**Set of tasks:**
1/ Decide whether each statement agrees with the passage on UK renewable energy: (a) In the third quarter of 2019, the UK's solar panels, biomass and wind farms together generated more electricity than fossil fuels did. (b) Biomass supplied a larger share of the energy than wind. (c) Nuclear power plants provided 19% of the energy. Answer yes or no for each and quote the words from the passage that decide it.
2/ Continue the passage on UK renewable energy, starting after its final sentence.

**Supplied text:**
___

While there is still significant progress to be made for the UK to reach its goal of net-zero greenhouse gas emissions by 2050, the shift from fossil fuels to renewables is promising. Of particular interest to investors, governments, and regulators are windfarms, which are now outpacing other renewable sources to produce more power. 

Current and Projected Split Amongst Renewable Energy Sources

The third quarter of 2019 saw the UK’s solar panels, biomass, and wind farms generate more electricity than fossil fuels’ combined output. Approximately 29.5 terawatt-hours were produced while only 29.1TWh was provided by oil, gas and coal. 

Of this energy, 39% derived from fossil fuels, of which 38% came from gas, and less than 1% from coal and oil. Another 40% was contributed by renewable sources, which further breaks down as 20% from wind, 12% from biomass, and 6% from solar panels, while nuclear power plants provided the final 19%.

___

**Given information:**
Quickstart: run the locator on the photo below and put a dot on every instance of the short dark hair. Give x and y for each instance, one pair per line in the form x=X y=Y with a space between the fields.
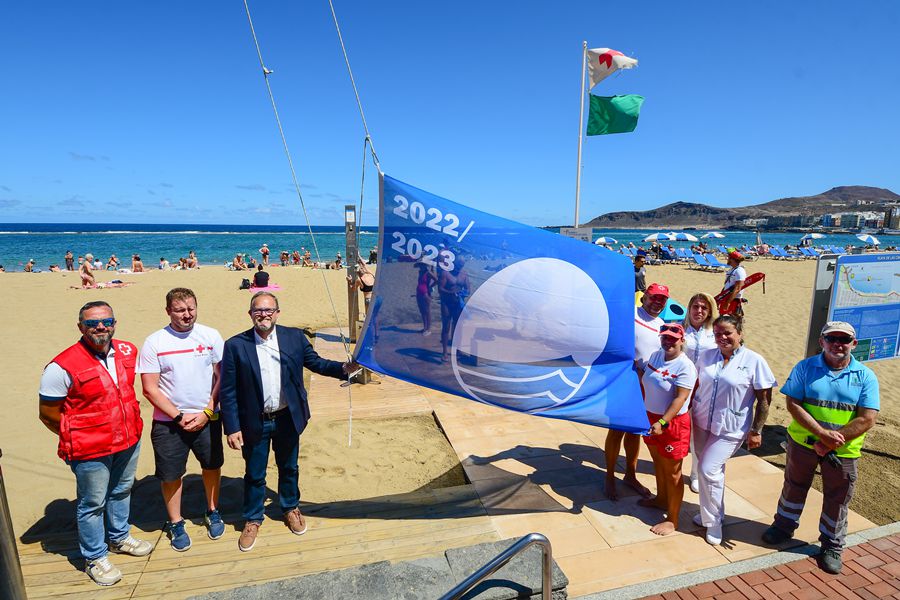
x=90 y=305
x=179 y=294
x=269 y=294
x=732 y=320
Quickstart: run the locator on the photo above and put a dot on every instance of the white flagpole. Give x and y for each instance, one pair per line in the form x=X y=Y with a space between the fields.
x=580 y=129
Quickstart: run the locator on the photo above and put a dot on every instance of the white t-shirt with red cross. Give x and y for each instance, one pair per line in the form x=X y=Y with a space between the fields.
x=184 y=361
x=662 y=379
x=646 y=335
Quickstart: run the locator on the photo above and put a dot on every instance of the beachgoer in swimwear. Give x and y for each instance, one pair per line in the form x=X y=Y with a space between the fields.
x=453 y=288
x=365 y=281
x=86 y=272
x=427 y=281
x=260 y=278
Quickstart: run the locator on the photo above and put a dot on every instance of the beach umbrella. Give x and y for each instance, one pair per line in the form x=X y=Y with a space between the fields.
x=871 y=240
x=606 y=240
x=660 y=237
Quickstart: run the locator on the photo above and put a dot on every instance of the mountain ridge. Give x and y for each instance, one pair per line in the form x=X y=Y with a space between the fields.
x=679 y=215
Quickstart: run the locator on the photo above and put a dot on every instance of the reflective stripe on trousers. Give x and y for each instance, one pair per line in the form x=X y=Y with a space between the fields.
x=837 y=491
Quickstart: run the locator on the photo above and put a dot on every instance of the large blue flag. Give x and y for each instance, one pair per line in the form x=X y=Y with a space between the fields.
x=492 y=310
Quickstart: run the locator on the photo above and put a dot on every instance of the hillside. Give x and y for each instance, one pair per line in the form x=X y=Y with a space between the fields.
x=679 y=215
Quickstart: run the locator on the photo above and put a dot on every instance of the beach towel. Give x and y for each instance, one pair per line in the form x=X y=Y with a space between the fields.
x=272 y=287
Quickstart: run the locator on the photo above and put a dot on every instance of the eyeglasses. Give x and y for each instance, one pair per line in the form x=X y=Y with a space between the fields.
x=94 y=323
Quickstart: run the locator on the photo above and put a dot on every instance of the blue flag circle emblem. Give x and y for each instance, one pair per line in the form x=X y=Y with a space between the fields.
x=515 y=342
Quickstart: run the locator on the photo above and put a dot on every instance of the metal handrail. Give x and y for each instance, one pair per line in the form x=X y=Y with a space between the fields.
x=504 y=557
x=12 y=585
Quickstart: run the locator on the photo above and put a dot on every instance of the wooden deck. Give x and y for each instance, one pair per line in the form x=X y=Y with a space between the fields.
x=527 y=474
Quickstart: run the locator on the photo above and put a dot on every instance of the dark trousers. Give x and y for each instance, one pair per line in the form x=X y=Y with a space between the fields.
x=837 y=491
x=281 y=435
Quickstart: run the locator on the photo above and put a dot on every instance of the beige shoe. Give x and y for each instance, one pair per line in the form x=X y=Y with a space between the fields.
x=102 y=571
x=248 y=536
x=295 y=521
x=131 y=545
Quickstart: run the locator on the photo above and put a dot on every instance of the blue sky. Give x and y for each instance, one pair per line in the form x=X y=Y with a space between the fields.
x=157 y=112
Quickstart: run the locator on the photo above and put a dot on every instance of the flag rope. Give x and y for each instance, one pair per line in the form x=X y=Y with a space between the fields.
x=266 y=72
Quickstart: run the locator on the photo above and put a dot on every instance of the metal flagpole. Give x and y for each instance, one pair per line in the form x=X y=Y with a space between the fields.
x=580 y=130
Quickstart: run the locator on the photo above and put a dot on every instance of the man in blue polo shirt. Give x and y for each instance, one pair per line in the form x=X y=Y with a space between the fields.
x=834 y=400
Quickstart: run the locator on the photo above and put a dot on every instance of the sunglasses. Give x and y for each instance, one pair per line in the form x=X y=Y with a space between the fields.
x=94 y=323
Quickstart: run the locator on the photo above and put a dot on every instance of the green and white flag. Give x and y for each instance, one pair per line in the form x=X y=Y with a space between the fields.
x=614 y=114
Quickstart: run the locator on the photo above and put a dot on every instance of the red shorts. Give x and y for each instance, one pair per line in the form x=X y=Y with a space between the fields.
x=675 y=440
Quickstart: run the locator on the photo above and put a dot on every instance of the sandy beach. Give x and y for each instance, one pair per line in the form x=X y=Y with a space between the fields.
x=38 y=483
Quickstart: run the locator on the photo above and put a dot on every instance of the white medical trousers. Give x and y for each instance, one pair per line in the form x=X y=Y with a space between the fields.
x=713 y=451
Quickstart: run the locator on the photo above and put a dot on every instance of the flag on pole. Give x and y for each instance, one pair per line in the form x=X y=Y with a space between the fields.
x=521 y=318
x=614 y=114
x=603 y=62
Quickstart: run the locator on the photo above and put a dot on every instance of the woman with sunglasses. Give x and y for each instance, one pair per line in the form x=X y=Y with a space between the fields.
x=698 y=336
x=732 y=378
x=668 y=380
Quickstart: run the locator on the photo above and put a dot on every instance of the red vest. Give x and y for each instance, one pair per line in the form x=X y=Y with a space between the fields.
x=98 y=417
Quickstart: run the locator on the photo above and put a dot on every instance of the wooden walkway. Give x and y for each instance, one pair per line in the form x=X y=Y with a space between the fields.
x=527 y=474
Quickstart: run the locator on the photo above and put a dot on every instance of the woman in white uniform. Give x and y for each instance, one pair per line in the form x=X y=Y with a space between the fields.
x=732 y=378
x=698 y=336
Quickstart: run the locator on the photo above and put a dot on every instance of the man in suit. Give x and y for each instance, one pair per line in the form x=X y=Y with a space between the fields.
x=263 y=401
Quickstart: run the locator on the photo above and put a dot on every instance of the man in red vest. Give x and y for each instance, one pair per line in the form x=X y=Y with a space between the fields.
x=87 y=398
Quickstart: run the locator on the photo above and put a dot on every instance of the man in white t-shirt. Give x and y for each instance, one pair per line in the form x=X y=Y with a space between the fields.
x=179 y=367
x=646 y=342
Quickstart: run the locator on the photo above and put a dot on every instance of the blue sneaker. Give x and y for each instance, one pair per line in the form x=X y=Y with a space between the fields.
x=178 y=537
x=215 y=526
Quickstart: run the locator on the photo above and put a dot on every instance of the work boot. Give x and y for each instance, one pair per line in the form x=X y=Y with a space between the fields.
x=830 y=561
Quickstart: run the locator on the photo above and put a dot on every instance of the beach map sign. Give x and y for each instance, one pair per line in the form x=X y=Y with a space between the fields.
x=482 y=307
x=866 y=294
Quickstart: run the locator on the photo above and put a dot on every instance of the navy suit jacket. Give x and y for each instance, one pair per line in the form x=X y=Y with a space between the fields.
x=241 y=393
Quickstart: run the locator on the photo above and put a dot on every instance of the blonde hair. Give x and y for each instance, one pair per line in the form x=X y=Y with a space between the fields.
x=713 y=311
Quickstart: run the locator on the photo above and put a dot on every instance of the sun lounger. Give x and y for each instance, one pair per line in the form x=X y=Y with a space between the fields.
x=700 y=262
x=714 y=262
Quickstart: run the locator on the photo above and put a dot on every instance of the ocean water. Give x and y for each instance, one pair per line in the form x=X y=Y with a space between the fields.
x=215 y=244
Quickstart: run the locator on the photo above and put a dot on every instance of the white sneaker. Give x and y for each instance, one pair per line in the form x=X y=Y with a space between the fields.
x=131 y=545
x=714 y=535
x=102 y=571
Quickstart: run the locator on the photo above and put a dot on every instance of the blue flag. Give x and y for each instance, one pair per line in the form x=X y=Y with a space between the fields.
x=492 y=310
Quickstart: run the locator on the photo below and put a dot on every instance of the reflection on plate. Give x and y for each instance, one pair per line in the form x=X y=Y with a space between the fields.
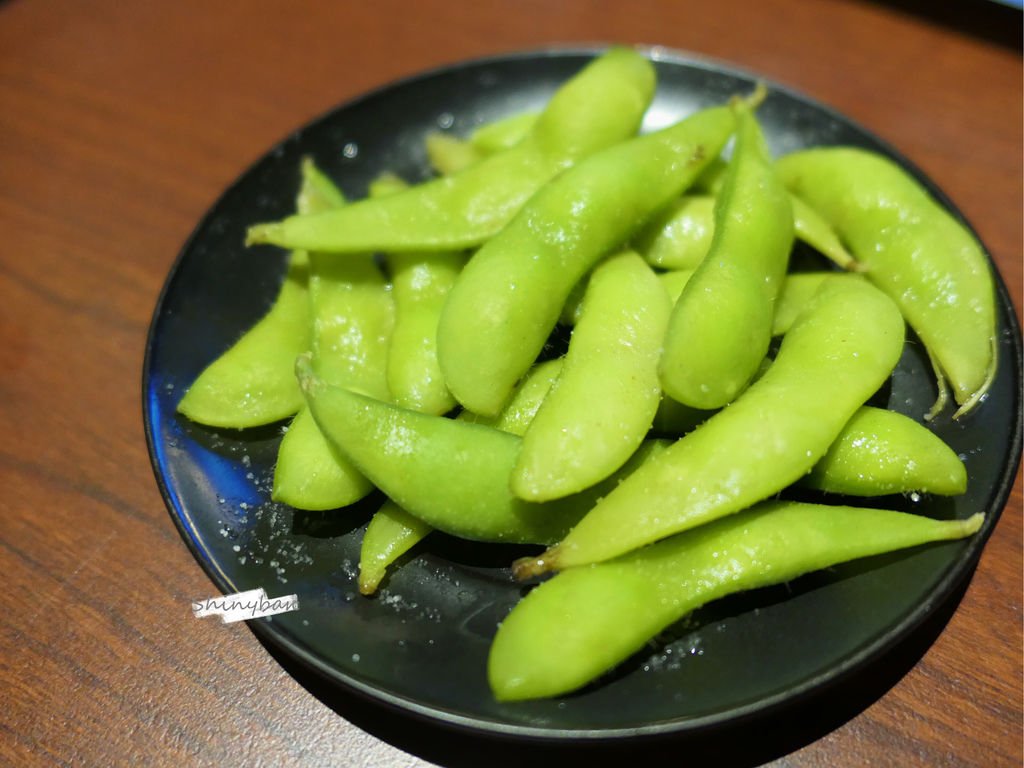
x=422 y=643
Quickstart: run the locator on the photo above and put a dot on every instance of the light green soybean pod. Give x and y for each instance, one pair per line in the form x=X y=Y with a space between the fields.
x=912 y=249
x=352 y=317
x=453 y=475
x=721 y=325
x=392 y=530
x=602 y=404
x=838 y=353
x=512 y=291
x=882 y=452
x=601 y=105
x=586 y=621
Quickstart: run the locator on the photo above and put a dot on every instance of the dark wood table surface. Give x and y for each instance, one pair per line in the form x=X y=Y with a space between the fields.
x=122 y=122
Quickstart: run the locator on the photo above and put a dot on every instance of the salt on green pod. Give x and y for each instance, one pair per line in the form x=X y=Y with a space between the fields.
x=882 y=452
x=915 y=251
x=529 y=393
x=721 y=325
x=410 y=456
x=386 y=540
x=391 y=532
x=598 y=108
x=448 y=154
x=680 y=236
x=603 y=402
x=838 y=353
x=512 y=291
x=573 y=628
x=352 y=317
x=503 y=133
x=253 y=383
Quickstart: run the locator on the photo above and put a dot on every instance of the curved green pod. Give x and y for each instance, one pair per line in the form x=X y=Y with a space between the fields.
x=453 y=475
x=882 y=452
x=387 y=539
x=838 y=353
x=680 y=236
x=253 y=382
x=391 y=532
x=351 y=314
x=512 y=291
x=912 y=249
x=586 y=621
x=602 y=404
x=721 y=324
x=600 y=107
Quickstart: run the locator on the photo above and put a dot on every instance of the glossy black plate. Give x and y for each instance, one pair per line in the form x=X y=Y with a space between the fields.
x=421 y=644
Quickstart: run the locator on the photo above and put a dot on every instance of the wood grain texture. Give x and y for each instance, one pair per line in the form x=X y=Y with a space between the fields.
x=120 y=123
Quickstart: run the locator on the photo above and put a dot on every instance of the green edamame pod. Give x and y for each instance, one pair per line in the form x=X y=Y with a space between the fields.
x=410 y=456
x=600 y=107
x=391 y=532
x=503 y=133
x=721 y=325
x=248 y=386
x=388 y=539
x=584 y=622
x=680 y=236
x=529 y=393
x=253 y=383
x=449 y=155
x=352 y=317
x=912 y=249
x=837 y=354
x=512 y=291
x=882 y=452
x=602 y=404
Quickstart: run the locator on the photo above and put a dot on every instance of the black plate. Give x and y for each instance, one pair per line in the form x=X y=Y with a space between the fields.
x=422 y=643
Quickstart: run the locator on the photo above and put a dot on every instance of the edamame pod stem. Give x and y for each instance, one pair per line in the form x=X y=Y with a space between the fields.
x=600 y=107
x=837 y=354
x=392 y=530
x=509 y=297
x=721 y=325
x=586 y=621
x=452 y=474
x=914 y=250
x=602 y=404
x=882 y=452
x=253 y=383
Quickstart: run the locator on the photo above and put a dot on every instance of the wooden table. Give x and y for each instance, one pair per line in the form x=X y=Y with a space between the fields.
x=120 y=123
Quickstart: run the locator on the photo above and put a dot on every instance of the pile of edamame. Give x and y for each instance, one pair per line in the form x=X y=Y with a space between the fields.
x=408 y=345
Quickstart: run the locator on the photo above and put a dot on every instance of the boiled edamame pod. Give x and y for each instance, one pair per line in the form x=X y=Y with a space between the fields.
x=585 y=621
x=721 y=325
x=510 y=295
x=882 y=452
x=604 y=399
x=837 y=354
x=914 y=250
x=410 y=456
x=601 y=105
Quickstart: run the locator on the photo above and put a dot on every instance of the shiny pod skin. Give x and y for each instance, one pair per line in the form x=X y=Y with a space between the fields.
x=721 y=324
x=603 y=402
x=511 y=293
x=601 y=105
x=914 y=250
x=840 y=350
x=453 y=475
x=584 y=622
x=882 y=452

___

**Replies:**
1/
(a) Yes: "The third quarter of 2019 saw the UK’s solar panels, biomass, and wind farms generate more electricity than fossil fuels’ combined output."
(b) No: "20% from wind, 12% from biomass"
(c) Yes: "nuclear power plants provided the final 19%"

2/
Since then, there’s been a ‘substantial increase’ in total output from renewables across the UK. As revealed by government-gathered data, electricity powered by renewable sources rose from 39% in 2019 to 47% at the beginning of 2020. Of this, offshore windfarms contributed to the largest increase in the first quarter of that year. During this period, 30% of electricity was powered by wind, an increase from 22.3% at the end of 2019.

These numbers reveal the pivotal role windfarms are playing in increasing the country’s supply of renewable energy.

What more wind generation means for UK energy

Not only is wind more efficient compared to other eco-friendly energy sources, but it’s also one of the cheapest sources of energy available. That makes the future of wind very compelling for governments, investors, and people in general. Here are just a few ways wind is set to shape the energy sector in years to come.


Renewable energy is already a fast-growing sector requiring expansion of operations and innovation. This is particularly true for wind farms, given the many projects, both on and offshore, set to launch over the coming years. 

Offshore wind jobs alone are predicted to double by 2030. RenewableUK is one organisation looking to develop and support new roles, with over 27,000 posts slated to start over the next decade. The government itself is also keen to back more wind jobs, creating over 60,000 new positions as part of its Build Back Greener targets. There’s substantial demand for human resource development in this area, from data analysts and policy advisers to more hands-on roles in engineering, subsea diving, and project management.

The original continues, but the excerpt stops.